* **Work to complete**
From the records below, report each line that contains the word "painting", copying every such line in full.

Data items:
_ _ _ _

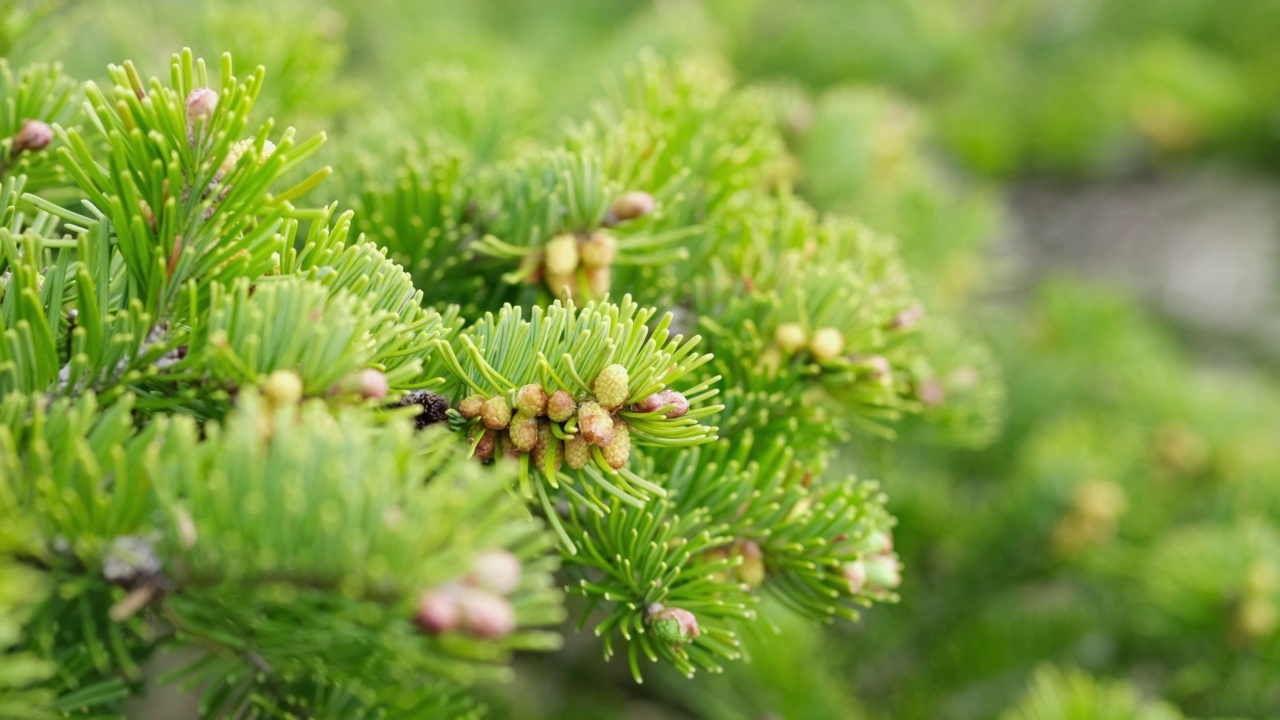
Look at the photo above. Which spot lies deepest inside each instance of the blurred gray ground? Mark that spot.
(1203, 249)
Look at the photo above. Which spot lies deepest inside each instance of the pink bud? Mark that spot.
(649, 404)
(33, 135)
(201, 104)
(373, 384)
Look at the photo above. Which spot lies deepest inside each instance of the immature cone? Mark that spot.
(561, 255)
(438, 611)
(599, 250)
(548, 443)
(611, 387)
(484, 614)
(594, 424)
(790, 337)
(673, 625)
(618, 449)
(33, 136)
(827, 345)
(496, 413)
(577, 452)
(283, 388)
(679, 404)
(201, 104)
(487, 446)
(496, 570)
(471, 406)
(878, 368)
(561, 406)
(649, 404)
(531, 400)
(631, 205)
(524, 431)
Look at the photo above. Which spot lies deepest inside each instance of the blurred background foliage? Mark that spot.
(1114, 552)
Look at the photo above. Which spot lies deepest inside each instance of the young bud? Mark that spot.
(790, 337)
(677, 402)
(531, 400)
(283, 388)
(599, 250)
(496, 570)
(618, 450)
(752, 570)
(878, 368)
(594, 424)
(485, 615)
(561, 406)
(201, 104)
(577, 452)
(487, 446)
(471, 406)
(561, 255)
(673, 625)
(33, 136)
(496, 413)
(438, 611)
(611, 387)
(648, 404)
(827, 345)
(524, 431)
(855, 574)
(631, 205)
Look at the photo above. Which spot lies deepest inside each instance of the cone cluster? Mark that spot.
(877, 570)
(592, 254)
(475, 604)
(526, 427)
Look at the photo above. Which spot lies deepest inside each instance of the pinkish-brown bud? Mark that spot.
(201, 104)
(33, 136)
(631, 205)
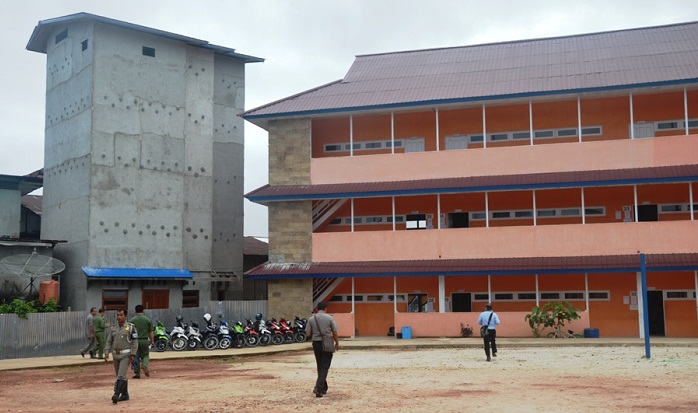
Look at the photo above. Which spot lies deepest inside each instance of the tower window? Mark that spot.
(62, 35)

_ _ _ _

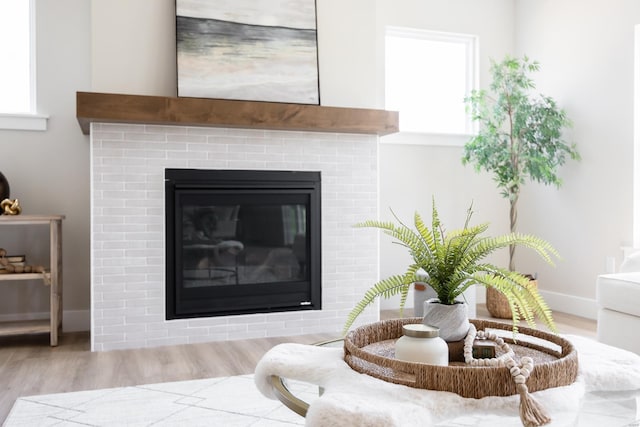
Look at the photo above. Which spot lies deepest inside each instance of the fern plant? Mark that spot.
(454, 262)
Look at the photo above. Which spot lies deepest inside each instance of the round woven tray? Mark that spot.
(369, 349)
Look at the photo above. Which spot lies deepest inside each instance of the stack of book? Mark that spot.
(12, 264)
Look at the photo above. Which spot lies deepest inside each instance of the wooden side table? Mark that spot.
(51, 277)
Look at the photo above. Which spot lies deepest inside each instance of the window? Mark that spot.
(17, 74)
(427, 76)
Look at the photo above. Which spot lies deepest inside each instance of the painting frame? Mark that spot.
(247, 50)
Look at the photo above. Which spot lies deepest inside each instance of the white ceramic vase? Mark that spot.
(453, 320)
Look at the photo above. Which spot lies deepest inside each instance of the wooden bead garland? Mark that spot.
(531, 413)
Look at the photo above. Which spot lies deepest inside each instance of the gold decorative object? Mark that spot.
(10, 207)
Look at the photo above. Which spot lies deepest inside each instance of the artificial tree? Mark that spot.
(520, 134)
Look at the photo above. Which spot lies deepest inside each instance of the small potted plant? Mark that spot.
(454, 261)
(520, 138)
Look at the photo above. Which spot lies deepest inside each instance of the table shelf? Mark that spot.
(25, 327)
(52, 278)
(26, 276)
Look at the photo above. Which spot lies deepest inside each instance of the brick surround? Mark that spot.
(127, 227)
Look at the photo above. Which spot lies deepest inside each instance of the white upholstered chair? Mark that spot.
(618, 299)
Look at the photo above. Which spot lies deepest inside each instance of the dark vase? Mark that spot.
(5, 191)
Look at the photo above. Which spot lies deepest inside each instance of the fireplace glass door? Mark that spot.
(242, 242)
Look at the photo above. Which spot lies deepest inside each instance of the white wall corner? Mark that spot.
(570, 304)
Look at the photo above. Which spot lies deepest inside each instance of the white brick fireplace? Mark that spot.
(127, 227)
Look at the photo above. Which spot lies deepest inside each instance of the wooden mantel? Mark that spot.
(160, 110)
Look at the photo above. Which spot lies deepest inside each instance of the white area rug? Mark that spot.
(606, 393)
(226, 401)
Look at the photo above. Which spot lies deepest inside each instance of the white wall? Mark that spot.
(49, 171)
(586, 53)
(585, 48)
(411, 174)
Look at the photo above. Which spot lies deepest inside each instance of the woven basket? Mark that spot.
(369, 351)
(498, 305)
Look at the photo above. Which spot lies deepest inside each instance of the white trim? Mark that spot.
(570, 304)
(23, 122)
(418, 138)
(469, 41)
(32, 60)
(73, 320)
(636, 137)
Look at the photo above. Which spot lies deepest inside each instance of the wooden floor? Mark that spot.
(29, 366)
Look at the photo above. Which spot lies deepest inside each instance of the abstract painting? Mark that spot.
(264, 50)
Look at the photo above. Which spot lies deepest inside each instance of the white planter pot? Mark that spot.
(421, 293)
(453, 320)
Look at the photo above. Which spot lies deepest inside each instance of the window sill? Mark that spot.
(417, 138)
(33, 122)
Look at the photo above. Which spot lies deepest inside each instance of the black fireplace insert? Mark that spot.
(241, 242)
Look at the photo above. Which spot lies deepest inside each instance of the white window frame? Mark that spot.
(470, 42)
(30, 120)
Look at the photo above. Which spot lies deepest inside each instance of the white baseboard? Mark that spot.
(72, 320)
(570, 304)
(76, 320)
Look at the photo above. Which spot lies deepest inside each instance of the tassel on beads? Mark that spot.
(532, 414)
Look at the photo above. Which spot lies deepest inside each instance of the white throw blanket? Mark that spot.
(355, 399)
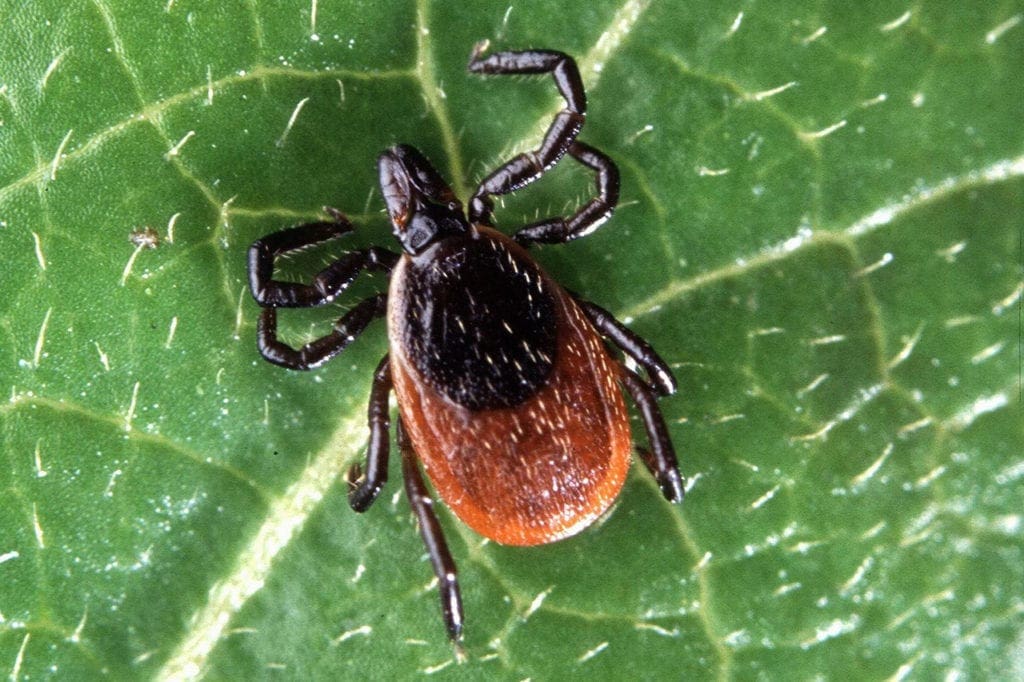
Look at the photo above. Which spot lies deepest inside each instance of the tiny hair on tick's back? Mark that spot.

_ _ _ _

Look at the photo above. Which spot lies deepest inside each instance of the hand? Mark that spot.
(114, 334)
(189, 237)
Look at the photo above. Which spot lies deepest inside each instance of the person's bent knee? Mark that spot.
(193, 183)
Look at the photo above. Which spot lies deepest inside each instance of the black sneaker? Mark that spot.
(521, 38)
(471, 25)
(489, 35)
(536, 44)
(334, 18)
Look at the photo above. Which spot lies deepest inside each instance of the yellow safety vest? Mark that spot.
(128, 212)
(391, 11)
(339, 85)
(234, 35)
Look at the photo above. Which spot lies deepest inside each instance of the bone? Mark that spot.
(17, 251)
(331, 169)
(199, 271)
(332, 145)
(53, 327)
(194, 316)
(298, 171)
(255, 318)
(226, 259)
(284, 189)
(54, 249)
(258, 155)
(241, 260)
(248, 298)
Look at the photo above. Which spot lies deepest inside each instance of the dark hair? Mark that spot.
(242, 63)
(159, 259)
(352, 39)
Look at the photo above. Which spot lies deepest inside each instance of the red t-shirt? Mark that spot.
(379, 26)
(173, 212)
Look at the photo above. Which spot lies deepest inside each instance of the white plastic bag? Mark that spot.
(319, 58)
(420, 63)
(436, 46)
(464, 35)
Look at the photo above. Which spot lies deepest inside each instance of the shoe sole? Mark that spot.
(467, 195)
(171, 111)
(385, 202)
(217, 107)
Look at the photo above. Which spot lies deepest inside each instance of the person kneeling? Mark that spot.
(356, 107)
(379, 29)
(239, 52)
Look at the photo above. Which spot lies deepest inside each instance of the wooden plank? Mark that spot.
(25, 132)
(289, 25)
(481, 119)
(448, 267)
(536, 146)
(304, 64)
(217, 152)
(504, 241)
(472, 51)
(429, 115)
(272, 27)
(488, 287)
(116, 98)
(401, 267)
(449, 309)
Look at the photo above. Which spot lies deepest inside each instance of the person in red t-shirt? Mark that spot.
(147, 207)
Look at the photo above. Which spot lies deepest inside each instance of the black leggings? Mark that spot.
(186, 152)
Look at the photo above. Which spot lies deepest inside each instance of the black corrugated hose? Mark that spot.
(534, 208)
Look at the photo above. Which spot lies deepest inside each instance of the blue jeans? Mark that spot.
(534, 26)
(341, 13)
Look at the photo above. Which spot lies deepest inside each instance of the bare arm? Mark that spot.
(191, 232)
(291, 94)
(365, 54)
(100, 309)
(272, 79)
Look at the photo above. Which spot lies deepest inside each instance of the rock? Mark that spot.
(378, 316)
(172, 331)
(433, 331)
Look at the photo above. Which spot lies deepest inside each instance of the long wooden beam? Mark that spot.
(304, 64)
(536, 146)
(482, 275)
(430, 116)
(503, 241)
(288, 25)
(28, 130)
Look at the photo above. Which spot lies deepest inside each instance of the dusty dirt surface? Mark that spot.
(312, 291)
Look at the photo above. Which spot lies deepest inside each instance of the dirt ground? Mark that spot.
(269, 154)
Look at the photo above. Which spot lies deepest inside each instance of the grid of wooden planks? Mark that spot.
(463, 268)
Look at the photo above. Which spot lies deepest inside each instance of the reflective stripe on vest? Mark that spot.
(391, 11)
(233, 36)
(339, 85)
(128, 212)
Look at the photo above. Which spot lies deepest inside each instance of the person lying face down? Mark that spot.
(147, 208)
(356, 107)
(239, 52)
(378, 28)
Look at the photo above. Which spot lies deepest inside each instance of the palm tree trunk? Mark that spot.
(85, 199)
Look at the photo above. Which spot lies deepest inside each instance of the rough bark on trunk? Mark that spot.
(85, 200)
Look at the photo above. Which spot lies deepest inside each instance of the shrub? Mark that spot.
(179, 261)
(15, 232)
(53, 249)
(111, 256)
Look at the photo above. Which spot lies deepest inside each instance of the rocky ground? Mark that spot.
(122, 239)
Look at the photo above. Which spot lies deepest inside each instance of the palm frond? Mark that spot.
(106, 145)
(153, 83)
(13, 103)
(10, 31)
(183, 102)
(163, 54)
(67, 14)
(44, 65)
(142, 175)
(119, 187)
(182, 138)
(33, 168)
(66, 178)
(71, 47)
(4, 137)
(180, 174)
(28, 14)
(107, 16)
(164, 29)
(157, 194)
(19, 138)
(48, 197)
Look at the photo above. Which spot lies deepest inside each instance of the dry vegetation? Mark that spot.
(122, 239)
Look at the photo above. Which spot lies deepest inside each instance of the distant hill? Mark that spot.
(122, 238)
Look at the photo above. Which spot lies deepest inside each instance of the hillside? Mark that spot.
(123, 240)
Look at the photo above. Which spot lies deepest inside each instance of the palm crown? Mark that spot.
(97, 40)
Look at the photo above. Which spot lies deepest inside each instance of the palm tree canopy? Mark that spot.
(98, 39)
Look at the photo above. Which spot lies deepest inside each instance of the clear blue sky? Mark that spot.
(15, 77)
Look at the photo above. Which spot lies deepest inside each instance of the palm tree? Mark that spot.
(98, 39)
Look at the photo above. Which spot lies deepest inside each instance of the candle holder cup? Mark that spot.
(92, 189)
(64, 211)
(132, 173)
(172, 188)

_ _ _ _

* **Response to this task**
Look at the photo above. Which spot lies deepest inside each instance of the painting frame? Mark that spot.
Look at the photo above. Which spot lies deepest inside each instance of the abstract painting? Mark that spot.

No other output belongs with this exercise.